== Task description ==
Rewrite the article on organized crime in Uruguay from "Organized Crime Sets" to "Montevideo-based El Pais.", putting "daily paper" in place of "newspaper".

Organized Crime Sets its Sights on Peaceful Uruguay
Uruguay
has long been one of the safest countries in Latin America,
but some are warning that the influence of organized crime is on the rise, with
gang shootouts in the capital and an increase in large-scale cocaine seizures.
“Shootout Between Two Gangs of Narcos.” The January 23 story, which
describes a 10-minute long gun battle between rival gangs on a city street,
would seem more likely to appear in a newspaper in northern Mexico than in
Montevideo-based El Pais.
But violent incidents such as this are becoming more common in the South
American country, as drug trafficking groups from elsewhere in the region
extend their activities there. On January 2, for instance, soccer agent
Washington Oscar Risotto was gunned down southern Montevideo, which police said was likely a
revenge killing related to the drug trade. According to the US Department of
State’s 2011 International Narcotics Control Strategy Report (INCSR), drug
trafficking is on the rise in the country, as evidenced by an increase in
large-scale cocaine seizures since 2006.
A May 2011 survey by polling firm Interconsult found that 62 percent of
Uruguayans believe that their country is becoming more insecure. Seventeen
people were murdered there in the first week of 2012 alone. Although as many
people were killed daily in Guatemala in 2011, the violence shocked the
country, and prompted the government to issue a statement assuring Uruguayans
that the country still has the lowest homicide rate in Latin America, at 6.1
homicides per 100,000 inhabitants.

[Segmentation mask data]
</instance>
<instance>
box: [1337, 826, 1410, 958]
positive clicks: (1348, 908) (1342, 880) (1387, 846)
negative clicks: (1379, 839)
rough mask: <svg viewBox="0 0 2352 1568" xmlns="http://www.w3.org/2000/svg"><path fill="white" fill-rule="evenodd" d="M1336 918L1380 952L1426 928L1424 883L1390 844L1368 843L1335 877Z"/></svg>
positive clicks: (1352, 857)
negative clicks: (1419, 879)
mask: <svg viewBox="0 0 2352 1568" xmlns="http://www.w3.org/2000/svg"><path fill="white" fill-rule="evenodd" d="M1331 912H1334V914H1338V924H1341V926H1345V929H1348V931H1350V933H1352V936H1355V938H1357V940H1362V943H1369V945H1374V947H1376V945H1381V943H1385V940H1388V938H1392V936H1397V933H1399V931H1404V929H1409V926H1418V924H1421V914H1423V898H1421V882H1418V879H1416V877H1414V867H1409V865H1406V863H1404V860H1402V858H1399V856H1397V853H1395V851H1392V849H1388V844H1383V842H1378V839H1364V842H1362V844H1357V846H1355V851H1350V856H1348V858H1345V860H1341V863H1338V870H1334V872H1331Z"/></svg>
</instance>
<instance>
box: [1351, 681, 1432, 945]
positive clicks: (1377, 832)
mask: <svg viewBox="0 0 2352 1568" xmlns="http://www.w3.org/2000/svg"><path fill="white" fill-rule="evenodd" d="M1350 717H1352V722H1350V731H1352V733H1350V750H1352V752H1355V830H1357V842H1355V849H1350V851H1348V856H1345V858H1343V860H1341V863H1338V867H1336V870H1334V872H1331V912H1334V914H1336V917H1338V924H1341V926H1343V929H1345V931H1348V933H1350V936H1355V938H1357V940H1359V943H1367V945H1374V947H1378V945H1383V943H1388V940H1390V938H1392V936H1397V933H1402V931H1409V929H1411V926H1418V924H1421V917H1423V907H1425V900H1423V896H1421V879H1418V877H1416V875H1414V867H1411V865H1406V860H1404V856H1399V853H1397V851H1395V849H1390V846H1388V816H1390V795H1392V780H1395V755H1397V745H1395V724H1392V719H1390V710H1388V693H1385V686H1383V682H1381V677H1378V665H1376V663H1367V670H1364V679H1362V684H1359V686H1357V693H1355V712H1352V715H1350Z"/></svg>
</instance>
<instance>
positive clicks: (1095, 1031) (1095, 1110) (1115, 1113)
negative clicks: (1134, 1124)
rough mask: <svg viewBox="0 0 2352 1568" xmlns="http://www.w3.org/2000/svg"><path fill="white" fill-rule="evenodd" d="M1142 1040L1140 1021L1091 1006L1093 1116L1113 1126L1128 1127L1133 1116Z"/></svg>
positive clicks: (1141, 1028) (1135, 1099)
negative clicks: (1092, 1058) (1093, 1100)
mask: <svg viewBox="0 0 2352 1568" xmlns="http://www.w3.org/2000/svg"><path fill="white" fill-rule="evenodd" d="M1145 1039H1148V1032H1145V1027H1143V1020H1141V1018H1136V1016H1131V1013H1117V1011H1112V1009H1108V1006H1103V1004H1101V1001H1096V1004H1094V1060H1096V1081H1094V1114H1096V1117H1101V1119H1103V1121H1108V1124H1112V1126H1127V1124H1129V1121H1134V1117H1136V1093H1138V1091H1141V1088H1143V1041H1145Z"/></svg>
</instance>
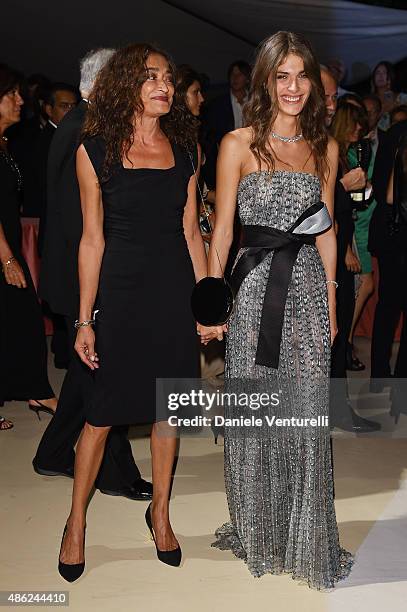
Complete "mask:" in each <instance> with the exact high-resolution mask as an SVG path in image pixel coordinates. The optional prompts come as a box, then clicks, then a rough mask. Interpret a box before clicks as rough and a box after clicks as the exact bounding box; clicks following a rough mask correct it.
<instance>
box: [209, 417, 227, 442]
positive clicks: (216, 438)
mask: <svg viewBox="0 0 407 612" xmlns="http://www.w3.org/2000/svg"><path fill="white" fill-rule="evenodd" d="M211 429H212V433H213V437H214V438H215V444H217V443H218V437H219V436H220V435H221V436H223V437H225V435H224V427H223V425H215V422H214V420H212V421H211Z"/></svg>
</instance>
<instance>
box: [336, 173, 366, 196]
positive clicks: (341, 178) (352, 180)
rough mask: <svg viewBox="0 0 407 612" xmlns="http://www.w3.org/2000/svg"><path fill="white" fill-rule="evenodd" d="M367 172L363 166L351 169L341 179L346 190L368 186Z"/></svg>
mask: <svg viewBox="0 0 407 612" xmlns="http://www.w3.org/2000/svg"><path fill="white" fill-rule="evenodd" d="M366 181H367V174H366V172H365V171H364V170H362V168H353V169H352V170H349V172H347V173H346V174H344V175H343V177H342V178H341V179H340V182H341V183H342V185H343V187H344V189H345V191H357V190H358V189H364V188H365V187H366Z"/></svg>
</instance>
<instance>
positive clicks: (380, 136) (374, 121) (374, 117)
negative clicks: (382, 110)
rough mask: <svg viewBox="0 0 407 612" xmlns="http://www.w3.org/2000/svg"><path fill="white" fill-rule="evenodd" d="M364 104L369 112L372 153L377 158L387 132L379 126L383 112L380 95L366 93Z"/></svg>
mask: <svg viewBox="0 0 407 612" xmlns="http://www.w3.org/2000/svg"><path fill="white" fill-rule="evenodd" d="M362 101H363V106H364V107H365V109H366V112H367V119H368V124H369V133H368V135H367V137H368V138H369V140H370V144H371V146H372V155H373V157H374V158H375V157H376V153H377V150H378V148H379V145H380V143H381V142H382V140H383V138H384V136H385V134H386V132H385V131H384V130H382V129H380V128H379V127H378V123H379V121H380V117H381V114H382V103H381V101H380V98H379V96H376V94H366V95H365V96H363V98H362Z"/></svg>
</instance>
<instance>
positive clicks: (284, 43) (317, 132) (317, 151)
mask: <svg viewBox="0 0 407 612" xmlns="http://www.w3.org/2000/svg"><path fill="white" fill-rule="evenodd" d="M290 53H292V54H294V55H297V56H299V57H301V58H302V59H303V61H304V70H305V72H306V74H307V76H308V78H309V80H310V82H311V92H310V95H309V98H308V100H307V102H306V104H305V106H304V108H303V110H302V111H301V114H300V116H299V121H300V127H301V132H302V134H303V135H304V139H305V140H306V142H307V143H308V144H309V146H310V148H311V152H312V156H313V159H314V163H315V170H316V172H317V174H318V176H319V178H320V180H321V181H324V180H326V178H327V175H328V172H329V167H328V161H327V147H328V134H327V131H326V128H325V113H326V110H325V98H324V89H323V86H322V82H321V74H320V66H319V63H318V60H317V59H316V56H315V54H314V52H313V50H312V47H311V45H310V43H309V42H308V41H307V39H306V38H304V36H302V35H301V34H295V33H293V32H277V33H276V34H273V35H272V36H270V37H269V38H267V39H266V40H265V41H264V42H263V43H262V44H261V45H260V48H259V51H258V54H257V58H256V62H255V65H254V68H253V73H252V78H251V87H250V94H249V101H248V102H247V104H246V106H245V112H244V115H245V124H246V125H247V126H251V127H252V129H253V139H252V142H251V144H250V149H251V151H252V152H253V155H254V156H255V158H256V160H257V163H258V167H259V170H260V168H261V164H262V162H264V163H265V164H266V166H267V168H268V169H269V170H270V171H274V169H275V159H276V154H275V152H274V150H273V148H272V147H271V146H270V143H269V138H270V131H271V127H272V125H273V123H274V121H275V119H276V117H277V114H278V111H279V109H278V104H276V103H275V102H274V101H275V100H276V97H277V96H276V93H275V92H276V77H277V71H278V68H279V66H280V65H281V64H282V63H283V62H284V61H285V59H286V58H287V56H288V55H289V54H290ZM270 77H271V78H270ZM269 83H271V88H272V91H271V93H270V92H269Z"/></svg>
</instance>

== Output below ==
Organized Crime Sets its Sights on Peaceful Uruguay
Uruguay
has long been one of the safest countries in Latin America,
but some are warning that the influence of organized crime is on the rise, with
gang shootouts in the capital and an increase in large-scale cocaine seizures.
“Shootout Between Two Gangs of Narcos.” The January 23 story, which
describes a 10-minute long gun battle between rival gangs on a city street,
would seem more likely to appear in a daily paper in northern Mexico than in
Montevideo-based El Pais.